▶ [WORK TO COMPLETE]: Express as a JSON list of strings, one string per line and skipping blank lines, everything in the entries below from the line containing "Question. Locate the woman in" down to the end of the entries, both ends included.

▶ [SUPPLIED MATERIAL]:
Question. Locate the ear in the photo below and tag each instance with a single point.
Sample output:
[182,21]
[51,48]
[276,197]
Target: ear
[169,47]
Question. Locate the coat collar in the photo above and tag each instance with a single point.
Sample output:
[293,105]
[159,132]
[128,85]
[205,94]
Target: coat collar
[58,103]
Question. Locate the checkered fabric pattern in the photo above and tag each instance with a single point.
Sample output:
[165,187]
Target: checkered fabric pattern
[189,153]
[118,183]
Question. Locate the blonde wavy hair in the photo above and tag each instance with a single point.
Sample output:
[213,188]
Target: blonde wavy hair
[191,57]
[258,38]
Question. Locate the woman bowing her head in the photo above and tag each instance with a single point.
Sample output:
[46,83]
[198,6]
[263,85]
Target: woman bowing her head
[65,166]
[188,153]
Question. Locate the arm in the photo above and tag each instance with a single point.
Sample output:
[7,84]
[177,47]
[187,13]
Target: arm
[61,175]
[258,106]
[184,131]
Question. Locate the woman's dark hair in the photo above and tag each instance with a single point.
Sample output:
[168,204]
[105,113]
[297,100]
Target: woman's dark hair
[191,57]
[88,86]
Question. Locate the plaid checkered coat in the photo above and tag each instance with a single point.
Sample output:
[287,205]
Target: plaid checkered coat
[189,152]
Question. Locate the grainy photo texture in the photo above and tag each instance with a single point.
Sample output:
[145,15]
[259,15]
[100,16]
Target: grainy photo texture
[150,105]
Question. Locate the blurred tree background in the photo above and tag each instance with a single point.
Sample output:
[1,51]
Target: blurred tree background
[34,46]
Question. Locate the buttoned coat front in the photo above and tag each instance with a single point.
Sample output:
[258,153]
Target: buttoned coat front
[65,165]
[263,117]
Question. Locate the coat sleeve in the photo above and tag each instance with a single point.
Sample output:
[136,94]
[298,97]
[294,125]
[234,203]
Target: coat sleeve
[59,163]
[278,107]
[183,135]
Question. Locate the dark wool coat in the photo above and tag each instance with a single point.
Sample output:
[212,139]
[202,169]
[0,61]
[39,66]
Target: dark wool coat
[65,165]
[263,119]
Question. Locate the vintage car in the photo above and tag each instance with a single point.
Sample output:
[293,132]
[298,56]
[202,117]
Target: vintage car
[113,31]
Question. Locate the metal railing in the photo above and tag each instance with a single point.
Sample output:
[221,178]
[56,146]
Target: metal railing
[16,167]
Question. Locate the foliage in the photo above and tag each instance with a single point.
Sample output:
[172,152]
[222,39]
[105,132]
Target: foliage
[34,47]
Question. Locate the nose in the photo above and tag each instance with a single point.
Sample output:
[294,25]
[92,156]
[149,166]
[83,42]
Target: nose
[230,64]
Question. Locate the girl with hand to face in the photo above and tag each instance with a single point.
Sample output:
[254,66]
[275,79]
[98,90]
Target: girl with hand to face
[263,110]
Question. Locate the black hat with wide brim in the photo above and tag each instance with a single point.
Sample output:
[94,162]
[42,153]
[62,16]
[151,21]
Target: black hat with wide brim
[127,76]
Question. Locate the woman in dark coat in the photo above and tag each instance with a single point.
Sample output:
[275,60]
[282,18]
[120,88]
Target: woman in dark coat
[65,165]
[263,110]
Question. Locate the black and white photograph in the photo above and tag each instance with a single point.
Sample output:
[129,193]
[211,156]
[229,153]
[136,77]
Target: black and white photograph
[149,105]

▶ [OUTPUT OF THE EXERCISE]:
[
  "Question. Locate the woman in dark coat in the photo above and tag each instance with a single point.",
  "Sample output:",
  "[275,60]",
  "[282,18]",
  "[120,88]",
  "Target: woman in dark coat",
  "[65,165]",
  "[263,110]",
  "Question. Locate the black and white photograph in the photo above and tag each instance with a single point.",
  "Sample output:",
  "[129,193]",
  "[211,156]",
  "[229,153]",
  "[136,77]",
  "Target: black and white photograph",
  "[149,105]"
]